WHAT THE TASK REQUIRES
Retype the records below exactly as they appear.

* * * * * * * * *

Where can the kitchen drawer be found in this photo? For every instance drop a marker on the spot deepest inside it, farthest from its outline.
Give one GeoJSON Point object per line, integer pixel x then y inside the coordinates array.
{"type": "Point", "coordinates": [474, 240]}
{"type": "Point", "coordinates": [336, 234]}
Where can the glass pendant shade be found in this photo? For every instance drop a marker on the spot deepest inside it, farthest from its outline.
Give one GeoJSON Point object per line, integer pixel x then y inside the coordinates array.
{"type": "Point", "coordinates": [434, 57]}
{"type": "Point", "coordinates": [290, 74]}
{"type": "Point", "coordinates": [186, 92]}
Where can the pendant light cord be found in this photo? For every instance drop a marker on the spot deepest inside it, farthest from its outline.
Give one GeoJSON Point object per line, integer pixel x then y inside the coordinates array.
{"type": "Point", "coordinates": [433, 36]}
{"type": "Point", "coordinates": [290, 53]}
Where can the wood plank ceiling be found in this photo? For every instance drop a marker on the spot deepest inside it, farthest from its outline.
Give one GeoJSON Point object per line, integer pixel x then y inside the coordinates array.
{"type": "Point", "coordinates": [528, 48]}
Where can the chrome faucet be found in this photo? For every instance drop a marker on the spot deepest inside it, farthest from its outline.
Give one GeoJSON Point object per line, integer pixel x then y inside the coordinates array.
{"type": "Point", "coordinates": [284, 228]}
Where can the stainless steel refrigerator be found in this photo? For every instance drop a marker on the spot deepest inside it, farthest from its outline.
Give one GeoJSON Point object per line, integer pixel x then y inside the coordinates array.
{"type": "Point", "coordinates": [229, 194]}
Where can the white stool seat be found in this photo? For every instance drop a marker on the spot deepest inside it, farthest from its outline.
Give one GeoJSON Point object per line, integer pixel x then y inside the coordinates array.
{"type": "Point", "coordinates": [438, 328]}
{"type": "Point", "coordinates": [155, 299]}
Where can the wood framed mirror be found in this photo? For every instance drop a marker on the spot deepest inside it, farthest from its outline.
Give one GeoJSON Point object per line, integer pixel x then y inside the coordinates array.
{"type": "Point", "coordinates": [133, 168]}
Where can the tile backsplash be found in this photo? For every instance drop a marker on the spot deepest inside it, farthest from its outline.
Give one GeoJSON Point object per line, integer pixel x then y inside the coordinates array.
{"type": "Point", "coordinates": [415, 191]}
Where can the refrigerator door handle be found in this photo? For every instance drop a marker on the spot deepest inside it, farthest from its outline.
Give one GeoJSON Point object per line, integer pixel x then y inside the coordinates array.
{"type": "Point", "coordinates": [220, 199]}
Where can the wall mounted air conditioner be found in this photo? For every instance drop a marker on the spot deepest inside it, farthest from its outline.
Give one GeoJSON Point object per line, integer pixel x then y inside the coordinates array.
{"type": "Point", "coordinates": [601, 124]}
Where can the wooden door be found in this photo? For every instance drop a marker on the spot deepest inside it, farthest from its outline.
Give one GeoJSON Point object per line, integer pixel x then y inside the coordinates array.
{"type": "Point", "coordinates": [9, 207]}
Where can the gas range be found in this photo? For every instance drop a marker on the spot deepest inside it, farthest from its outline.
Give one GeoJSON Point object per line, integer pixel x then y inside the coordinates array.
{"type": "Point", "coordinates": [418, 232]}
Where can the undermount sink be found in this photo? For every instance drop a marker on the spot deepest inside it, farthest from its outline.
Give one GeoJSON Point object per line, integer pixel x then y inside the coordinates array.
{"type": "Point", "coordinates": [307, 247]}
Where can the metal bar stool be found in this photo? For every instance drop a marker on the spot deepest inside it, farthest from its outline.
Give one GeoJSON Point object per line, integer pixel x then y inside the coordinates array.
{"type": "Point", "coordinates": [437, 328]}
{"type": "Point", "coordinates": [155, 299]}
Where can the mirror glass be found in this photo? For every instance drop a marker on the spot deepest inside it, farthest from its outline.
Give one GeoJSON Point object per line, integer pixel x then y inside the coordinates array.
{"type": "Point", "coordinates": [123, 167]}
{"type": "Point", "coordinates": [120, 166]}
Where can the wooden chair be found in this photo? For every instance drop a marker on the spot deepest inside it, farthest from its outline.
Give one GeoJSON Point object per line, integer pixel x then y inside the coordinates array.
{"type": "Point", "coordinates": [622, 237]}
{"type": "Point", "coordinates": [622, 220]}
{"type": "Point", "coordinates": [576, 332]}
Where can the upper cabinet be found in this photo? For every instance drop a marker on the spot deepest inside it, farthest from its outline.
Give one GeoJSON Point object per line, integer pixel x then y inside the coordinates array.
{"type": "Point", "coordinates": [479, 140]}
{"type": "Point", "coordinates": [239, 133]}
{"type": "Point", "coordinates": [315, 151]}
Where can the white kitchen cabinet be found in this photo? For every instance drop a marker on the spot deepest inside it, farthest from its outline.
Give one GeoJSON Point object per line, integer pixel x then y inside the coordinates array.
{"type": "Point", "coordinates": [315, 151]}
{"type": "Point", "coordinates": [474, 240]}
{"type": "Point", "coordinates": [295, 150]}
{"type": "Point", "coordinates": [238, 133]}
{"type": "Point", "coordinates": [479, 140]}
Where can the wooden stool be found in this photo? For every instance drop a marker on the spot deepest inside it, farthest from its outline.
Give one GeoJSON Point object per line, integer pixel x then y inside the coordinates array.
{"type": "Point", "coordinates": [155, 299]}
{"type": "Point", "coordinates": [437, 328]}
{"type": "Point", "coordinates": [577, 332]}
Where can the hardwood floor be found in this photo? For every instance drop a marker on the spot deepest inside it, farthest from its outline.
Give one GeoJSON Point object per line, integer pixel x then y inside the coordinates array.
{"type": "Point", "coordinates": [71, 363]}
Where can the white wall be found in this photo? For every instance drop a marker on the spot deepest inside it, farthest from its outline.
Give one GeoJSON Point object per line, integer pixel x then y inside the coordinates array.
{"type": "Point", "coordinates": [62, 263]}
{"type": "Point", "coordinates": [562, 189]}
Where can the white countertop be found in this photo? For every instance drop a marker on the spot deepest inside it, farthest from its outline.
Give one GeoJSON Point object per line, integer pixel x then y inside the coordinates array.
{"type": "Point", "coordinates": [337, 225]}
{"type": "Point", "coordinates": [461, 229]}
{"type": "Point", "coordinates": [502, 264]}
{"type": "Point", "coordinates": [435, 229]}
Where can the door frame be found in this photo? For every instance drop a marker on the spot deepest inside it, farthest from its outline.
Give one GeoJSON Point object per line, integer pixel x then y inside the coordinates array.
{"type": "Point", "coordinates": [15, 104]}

* * * * * * * * *

ANSWER TO THIS TASK
Where can the kitchen drawer be found in this photo? For every instance drop a marker on the spot deepest inside it, farthest from its outline.
Give one GeoJSON Point object per line, integer pixel x then y inside the coordinates array.
{"type": "Point", "coordinates": [474, 240]}
{"type": "Point", "coordinates": [336, 234]}
Where can the glass pendant shade be found in this photo? For every instance drop a marker on the spot deepest inside it, farthest from its outline.
Give one GeoJSON Point object per line, integer pixel x then y inside the coordinates array.
{"type": "Point", "coordinates": [434, 57]}
{"type": "Point", "coordinates": [290, 74]}
{"type": "Point", "coordinates": [186, 92]}
Where can the pendant light cord be found in this photo? For every instance drop a marker on the spot deepest inside it, farthest from its outline.
Give one GeoJSON Point object per line, integer pixel x then y inside the coordinates array.
{"type": "Point", "coordinates": [433, 36]}
{"type": "Point", "coordinates": [290, 53]}
Where can the wood plank ceiling be found in this photo? For every instance drop a marker on the spot deepest inside it, farthest from its outline.
Give one GeoJSON Point object per line, integer pixel x then y inside the coordinates array.
{"type": "Point", "coordinates": [528, 48]}
Where can the chrome faucet be found in this photo? For every instance drop a marker on the spot deepest inside it, farthest from its outline.
Give one GeoJSON Point object per line, integer pixel x then y inside the coordinates array.
{"type": "Point", "coordinates": [284, 228]}
Where can the stainless steel refrigerator be found in this photo? For every instance drop a marker on the spot deepest inside it, farthest from its outline.
Give one GeoJSON Point object per line, integer pixel x then y inside the coordinates array.
{"type": "Point", "coordinates": [229, 194]}
Where can the white stool seat be found in this photo? For every instance drop a marker on the spot deepest inside it, farthest from its outline.
Give one GeoJSON Point object per line, integer pixel x then y inside the coordinates array.
{"type": "Point", "coordinates": [438, 328]}
{"type": "Point", "coordinates": [155, 299]}
Where can the wood framed mirror be found in this photo? For every instance drop a marker on the spot deepest inside it, farthest from its outline.
Give one GeoJSON Point object per line, integer pixel x then y inside the coordinates array.
{"type": "Point", "coordinates": [133, 168]}
Where can the tile backsplash be found in this photo? For every instance drop a marker on the spot deepest inside it, farthest from its outline.
Give one GeoJSON Point object per line, integer pixel x then y inside the coordinates array.
{"type": "Point", "coordinates": [415, 191]}
Where can the refrigerator door handle be found in this photo? For every instance drop a marker on the spot deepest inside it, farthest from its outline.
Give one GeoJSON Point object per line, integer pixel x then y inside the coordinates array.
{"type": "Point", "coordinates": [220, 199]}
Where can the wall mounted air conditioner be found in this photo? For every instance drop a marker on the spot deepest inside it, farthest from its outline.
Give one GeoJSON Point object per line, integer pixel x then y inside the coordinates array.
{"type": "Point", "coordinates": [601, 124]}
Where can the wooden door be found in this photo? For every instance drop a marker on the spot deepest inside it, farthest from its outline.
Give one GeoJSON Point object per line, integer pixel x then y inside the coordinates array.
{"type": "Point", "coordinates": [9, 207]}
Where can the gas range be found in this photo? For every instance drop a marker on the spot deepest inside it, farthest from its outline.
Give one GeoJSON Point object per line, integer pixel x then y inside the coordinates array.
{"type": "Point", "coordinates": [418, 232]}
Where can the undermount sink be found in this photo? For every instance drop a marker on the spot deepest inside it, farthest from its outline.
Give one GeoJSON Point object per line, integer pixel x then y inside the coordinates array.
{"type": "Point", "coordinates": [307, 247]}
Where can the metal bar stool be found in this photo? For every instance drop a marker on the spot deepest inside it, farthest from its outline.
Give one GeoJSON Point object per line, integer pixel x then y inside the coordinates array.
{"type": "Point", "coordinates": [437, 328]}
{"type": "Point", "coordinates": [155, 299]}
Where can the mirror glass be found in this photo? For every instance drop a marker on the spot deepest inside it, farthest from its outline.
Give one GeoJSON Point object per line, integer pixel x then y inside the coordinates array.
{"type": "Point", "coordinates": [123, 167]}
{"type": "Point", "coordinates": [120, 166]}
Where can the wooden chair be found in this photo? For every instance drop a marker on the spot deepest inside it, farthest from its outline.
Give one GeoJSON Point object per line, integer pixel x then y inside the coordinates array.
{"type": "Point", "coordinates": [622, 237]}
{"type": "Point", "coordinates": [622, 220]}
{"type": "Point", "coordinates": [576, 332]}
Where can the upper cabinet be found in this photo? For every instance drop a marker on the spot deepest inside it, farthest from its outline.
Give one GeoJSON Point object per line, integer pixel x then y inside the coordinates array.
{"type": "Point", "coordinates": [479, 140]}
{"type": "Point", "coordinates": [239, 133]}
{"type": "Point", "coordinates": [315, 151]}
Where can the white kitchen cabinet be found in this photo? For every instance drop a marker on the spot deepest inside it, farthest from its outline.
Give one GeoJSON Point object per line, integer pixel x then y inside the coordinates array.
{"type": "Point", "coordinates": [315, 151]}
{"type": "Point", "coordinates": [474, 240]}
{"type": "Point", "coordinates": [295, 150]}
{"type": "Point", "coordinates": [238, 133]}
{"type": "Point", "coordinates": [479, 140]}
Where can the wooden stool be found in this photo? For every instance drop a marker on the spot deepest inside it, farthest from its outline.
Give one GeoJSON Point object per line, integer pixel x then y inside the coordinates array.
{"type": "Point", "coordinates": [155, 299]}
{"type": "Point", "coordinates": [437, 328]}
{"type": "Point", "coordinates": [577, 332]}
Where can the hardwood floor be found in this photo? For every instance drop a marker on the spot deepest inside it, farthest from its outline.
Give one GeoJSON Point object per line, integer pixel x then y inside the coordinates array.
{"type": "Point", "coordinates": [71, 363]}
Where can the white wall be found in this photo? For every instance drop a marker on the spot deepest inside it, farthest from its outline.
Give one GeoJSON Point object per line, integer pixel x then y inside the coordinates array.
{"type": "Point", "coordinates": [62, 263]}
{"type": "Point", "coordinates": [562, 189]}
Where can the white countertop be found in this photo? For every instance drop a marker on the spot deepest inside it, farthest from its outline.
Give one GeoJSON Point object per line, integer pixel x then y inside the coordinates array.
{"type": "Point", "coordinates": [337, 225]}
{"type": "Point", "coordinates": [461, 229]}
{"type": "Point", "coordinates": [502, 264]}
{"type": "Point", "coordinates": [435, 229]}
Where can the door frame be found in this photo? For every instance drop a marker on the spot deepest inside it, farthest from its outline.
Give one GeoJSON Point object per line, integer pixel x then y inside the coordinates array.
{"type": "Point", "coordinates": [15, 104]}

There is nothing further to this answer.